** Start Given entries **

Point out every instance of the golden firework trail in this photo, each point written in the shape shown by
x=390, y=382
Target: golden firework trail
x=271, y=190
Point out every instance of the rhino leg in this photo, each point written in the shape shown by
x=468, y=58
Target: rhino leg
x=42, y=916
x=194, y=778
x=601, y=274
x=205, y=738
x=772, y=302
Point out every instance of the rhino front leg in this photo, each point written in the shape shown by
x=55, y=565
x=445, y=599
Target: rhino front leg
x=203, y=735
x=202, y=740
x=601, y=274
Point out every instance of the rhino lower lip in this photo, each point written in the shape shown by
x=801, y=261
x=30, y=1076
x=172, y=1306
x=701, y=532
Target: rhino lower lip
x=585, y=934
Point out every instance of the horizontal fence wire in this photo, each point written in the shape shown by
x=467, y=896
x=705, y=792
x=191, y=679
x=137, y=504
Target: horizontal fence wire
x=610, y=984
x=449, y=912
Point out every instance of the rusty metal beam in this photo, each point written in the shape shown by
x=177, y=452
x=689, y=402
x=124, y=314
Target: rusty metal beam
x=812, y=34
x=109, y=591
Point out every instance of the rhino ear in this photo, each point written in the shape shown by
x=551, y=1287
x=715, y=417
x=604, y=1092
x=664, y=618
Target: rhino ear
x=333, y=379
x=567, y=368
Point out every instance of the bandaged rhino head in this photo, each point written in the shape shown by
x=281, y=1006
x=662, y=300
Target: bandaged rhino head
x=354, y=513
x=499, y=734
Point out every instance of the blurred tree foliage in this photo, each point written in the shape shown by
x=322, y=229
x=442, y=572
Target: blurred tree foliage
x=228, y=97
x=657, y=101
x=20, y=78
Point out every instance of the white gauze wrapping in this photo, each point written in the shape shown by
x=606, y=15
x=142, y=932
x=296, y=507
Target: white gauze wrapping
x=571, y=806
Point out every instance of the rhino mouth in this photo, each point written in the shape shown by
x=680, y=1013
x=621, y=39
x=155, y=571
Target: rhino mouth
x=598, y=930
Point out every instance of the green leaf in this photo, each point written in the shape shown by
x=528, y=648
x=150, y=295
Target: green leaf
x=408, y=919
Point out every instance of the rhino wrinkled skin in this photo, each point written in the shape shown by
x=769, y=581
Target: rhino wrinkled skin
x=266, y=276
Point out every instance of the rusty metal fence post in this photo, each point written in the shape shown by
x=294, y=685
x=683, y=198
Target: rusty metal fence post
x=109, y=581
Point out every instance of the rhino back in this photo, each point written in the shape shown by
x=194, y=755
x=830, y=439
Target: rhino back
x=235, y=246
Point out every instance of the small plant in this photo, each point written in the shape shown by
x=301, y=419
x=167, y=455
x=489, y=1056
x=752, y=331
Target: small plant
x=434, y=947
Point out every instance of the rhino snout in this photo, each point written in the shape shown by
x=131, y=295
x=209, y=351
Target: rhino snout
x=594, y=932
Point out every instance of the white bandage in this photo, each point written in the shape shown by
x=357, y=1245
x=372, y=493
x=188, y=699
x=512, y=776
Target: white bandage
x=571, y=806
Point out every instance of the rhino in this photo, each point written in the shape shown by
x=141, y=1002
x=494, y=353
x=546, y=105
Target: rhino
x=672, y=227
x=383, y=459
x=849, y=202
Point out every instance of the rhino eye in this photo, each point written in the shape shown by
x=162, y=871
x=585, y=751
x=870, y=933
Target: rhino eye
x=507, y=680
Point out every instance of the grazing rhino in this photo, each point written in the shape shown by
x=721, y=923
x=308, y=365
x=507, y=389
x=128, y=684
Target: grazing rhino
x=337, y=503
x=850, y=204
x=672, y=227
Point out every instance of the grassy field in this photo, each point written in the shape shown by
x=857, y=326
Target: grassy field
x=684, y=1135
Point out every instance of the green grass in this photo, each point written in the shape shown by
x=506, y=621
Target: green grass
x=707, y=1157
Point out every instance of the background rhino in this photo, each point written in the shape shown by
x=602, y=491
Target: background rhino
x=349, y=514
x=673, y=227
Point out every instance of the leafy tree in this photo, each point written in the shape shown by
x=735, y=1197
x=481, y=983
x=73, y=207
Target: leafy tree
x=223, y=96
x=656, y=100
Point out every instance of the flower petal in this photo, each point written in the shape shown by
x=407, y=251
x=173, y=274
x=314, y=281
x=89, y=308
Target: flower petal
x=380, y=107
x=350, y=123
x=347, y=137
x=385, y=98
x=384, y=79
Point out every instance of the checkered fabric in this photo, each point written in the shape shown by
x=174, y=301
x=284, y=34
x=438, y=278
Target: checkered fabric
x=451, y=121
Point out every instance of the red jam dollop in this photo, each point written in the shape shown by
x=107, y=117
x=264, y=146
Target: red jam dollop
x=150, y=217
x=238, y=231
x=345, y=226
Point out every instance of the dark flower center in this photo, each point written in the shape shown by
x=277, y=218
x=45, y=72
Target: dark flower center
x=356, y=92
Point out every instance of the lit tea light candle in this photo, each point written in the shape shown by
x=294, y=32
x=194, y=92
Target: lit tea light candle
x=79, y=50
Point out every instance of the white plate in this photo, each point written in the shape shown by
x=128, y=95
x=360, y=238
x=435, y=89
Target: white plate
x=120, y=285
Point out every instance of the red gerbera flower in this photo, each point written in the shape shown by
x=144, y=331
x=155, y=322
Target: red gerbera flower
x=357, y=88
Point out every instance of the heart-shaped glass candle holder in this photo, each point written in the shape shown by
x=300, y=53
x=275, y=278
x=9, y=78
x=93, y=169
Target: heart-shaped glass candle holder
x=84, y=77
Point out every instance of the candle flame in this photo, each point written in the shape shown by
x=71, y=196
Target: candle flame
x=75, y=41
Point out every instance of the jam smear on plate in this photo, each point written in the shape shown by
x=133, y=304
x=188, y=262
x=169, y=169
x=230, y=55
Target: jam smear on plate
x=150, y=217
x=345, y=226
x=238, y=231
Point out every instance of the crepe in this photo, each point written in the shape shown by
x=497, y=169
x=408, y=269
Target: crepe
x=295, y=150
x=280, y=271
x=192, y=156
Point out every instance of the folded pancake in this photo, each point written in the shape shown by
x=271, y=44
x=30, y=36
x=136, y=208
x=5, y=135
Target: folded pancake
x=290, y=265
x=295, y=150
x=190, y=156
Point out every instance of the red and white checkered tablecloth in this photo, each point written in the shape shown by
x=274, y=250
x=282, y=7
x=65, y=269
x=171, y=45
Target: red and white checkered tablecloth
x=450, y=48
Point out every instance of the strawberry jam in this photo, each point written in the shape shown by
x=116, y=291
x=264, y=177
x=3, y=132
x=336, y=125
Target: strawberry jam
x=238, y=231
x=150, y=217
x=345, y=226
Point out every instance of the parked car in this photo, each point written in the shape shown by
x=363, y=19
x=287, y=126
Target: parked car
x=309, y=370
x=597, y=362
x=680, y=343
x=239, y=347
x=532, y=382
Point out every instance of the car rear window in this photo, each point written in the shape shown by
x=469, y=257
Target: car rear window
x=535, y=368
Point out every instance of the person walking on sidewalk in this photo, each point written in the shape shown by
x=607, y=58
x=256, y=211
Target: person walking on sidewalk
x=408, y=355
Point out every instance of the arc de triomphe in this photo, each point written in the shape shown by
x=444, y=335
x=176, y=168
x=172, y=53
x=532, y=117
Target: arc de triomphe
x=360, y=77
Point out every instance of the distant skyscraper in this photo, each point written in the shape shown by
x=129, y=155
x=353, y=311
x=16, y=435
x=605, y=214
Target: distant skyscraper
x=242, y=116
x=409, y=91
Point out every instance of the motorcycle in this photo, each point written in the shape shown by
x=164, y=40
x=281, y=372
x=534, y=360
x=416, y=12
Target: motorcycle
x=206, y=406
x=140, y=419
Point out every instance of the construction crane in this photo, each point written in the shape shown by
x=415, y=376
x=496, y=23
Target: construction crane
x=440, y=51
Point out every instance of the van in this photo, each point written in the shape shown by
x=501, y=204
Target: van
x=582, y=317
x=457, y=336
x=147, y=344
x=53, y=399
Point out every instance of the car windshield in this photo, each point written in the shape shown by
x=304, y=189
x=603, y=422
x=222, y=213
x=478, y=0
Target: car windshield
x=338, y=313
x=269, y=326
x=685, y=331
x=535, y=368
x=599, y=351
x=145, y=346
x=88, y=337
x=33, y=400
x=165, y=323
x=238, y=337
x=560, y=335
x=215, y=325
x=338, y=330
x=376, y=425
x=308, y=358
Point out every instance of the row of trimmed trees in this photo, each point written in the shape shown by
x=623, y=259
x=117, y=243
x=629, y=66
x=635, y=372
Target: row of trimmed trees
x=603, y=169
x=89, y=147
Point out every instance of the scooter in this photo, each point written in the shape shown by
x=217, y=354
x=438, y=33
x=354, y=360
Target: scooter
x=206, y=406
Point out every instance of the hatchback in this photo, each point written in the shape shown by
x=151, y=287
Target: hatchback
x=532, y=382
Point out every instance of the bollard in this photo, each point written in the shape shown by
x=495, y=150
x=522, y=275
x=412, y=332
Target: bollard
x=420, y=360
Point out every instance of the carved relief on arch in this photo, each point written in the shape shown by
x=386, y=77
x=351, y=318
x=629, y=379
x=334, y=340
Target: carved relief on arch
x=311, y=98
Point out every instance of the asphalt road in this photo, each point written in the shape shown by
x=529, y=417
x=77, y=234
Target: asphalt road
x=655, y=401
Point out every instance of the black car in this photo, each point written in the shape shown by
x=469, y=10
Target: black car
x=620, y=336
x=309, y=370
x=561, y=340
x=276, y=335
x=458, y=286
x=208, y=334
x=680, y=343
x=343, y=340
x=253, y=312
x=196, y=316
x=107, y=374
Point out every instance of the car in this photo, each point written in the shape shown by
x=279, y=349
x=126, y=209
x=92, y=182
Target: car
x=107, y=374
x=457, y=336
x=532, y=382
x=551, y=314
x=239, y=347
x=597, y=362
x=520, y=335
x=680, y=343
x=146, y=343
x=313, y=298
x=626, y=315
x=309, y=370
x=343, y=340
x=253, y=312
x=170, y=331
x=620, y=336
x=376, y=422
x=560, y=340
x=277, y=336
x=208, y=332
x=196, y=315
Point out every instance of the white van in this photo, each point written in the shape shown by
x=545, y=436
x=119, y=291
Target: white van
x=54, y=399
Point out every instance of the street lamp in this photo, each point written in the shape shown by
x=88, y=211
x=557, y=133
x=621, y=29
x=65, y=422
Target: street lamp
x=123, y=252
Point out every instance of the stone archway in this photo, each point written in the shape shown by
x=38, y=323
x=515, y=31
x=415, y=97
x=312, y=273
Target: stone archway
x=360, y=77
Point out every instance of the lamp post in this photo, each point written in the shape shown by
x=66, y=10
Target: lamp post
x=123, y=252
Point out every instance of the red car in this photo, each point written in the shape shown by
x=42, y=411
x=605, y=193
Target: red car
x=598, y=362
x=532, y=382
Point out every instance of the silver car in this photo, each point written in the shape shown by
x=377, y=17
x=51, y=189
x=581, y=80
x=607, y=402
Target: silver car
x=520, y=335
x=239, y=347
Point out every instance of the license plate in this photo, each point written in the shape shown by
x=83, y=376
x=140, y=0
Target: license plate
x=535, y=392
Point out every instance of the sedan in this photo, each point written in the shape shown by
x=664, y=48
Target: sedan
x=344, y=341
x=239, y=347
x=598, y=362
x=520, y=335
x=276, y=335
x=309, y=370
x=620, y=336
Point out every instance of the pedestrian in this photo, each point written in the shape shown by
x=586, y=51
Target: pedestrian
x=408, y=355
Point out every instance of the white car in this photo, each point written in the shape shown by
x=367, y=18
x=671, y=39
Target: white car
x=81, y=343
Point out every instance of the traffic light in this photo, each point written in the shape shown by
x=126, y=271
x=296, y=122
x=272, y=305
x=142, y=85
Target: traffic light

** End Given entries **

Request ▸
Starting at the line that contains "Point out every instance of the white van" and continuing through the end of the rows, rewrite each line as an item in a numbered list. Include both the starting line and the last line, and omit any blank lines.

Output for this task ▸
1. Point out every instance of the white van in this photo, each point written in the shape shown by
2. x=545, y=436
3. x=119, y=291
4. Target: white van
5. x=54, y=399
6. Point out every instance of the street lamp in this photo, each point written in the shape shown by
7. x=88, y=211
8. x=557, y=133
9. x=621, y=29
10. x=65, y=422
11. Target: street lamp
12. x=123, y=252
13. Point out every instance of the stone archway in this photo, each point written in the shape shown by
14. x=38, y=323
15. x=515, y=31
16. x=415, y=97
17. x=312, y=273
18. Target: stone archway
19. x=360, y=77
20. Point out every instance of the lamp post in this photo, each point written in the shape shown by
21. x=66, y=10
22. Target: lamp post
23. x=123, y=252
24. Point out every instance of the red car in this photo, each point written in the shape shown by
25. x=42, y=411
26. x=605, y=193
27. Target: red car
28. x=598, y=362
29. x=532, y=382
30. Point out every instance of the silver car in this photo, each point written in the shape shown by
31. x=377, y=17
32. x=51, y=189
33. x=581, y=80
34. x=607, y=402
35. Target: silver car
36. x=520, y=335
37. x=239, y=347
38. Point out every instance of the license plate in this photo, each point written in the shape shown by
39. x=83, y=376
40. x=140, y=0
41. Target: license plate
42. x=535, y=392
43. Point out every instance of the sedan in this photo, each point written in the shape shown by
44. x=664, y=48
45. Target: sedan
46. x=344, y=341
47. x=239, y=347
48. x=598, y=362
49. x=520, y=335
50. x=276, y=335
51. x=309, y=370
52. x=620, y=336
53. Point out every instance of the pedestrian in this photo, each point written in the shape shown by
54. x=586, y=51
55. Target: pedestrian
56. x=408, y=355
57. Point out every instance of the white car in this photo, each point written in the shape shown by
58. x=367, y=18
59. x=671, y=39
60. Target: white car
61. x=81, y=343
62. Point out every instance of the traffic light in this photo, each point written in the shape shown by
63. x=126, y=271
64. x=296, y=122
65. x=272, y=305
66. x=142, y=85
67. Target: traffic light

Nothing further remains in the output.